Reading text ->
Abraham George was a young officer in the Indian army when his postings around the country in the late 1960s exposed him to faces of India that shocked him. His comfortable home in a distinguished Kerala family had not prepared him for the misery he saw. His father was the dean of Kerala University Law College, and his mother, the first Indian woman to earn a Ph.D. in optics physics, later joined NASA and the National Bureau of Standards in Washington, D.C.
In the mid-1990s — with two graduate degrees from New York University, several books, Wall Street banking experience and a successful business in computer models to address international financial risks — the memories still haunted him. He decided to act.
“I was appalled by the caste-based discrimination that was very prevalent at that time — and even today,” he says. “It was an issue of social justice for me. I was in the United States, having had the opportunity to get a good education and start a career from scratch. I felt that I should be helpful to people who do not have the same means, those at the bottom of the ladder in India.”
In 1997, Shanti Bhavan — Haven of Peace — a transformational school serving mostly Dalit children, opened in the remote countryside astride the Karnataka-Tamil Nadu border. “Somewhere along the line during that time in the army, I had made up my mind to be involved in developmental work,” George said in a Skype conversation from the school, which I had visited in its early days. I wanted to hear about its progress. There was plenty to talk about. George spends half of every year at the school. (His son Ajit, who manages the school’s education trust from a US base, visits annually for four months.)
George has been tracking the success of his first graduates, who did well in India’s rigorous pre-university exams and moved on to colleges in Bangalore. “The first four batches have all gone on to excellent jobs in Goldman Sachs, Amazon, Yahoo, Mercedes-Benz,” he said. “Approximately 55 young people coming from the poorest of poor are now working in the world’s top companies.”
Shanti Bhavan is more than a school. It is an experiment in educational and cultural immersion. Children at the age of 3½ to 4 who show early promise began to be recruited from local families living on less than a dollar a day. Some parents were at first reluctant, but now recruitment is no longer an issue; up to 400 families seek admission for their children annually. Only 24 are accepted and, except in rare cases, they stay from pre-kindergarten through 12th grade as full-time boarders, with visits home during school breaks.

Records ->
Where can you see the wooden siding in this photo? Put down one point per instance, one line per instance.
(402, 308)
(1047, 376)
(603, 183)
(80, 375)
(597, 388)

Directions ->
1: According to the text about Shanti Bhavan, how many children does the school accept each year?
2: Reproduce the passage of the Shanti Bhavan text word for word, starting at the words "Abraham George was" and ending after the words "in Washington, D.C.".

Task responses ->
1: Only 24 children are accepted each year.

2:
Abraham George was a young officer in the Indian army when his postings around the country in the late 1960s exposed him to faces of India that shocked him. His comfortable home in a distinguished Kerala family had not prepared him for the misery he saw. His father was the dean of Kerala University Law College, and his mother, the first Indian woman to earn a Ph.D. in optics physics, later joined NASA and the National Bureau of Standards in Washington, D.C.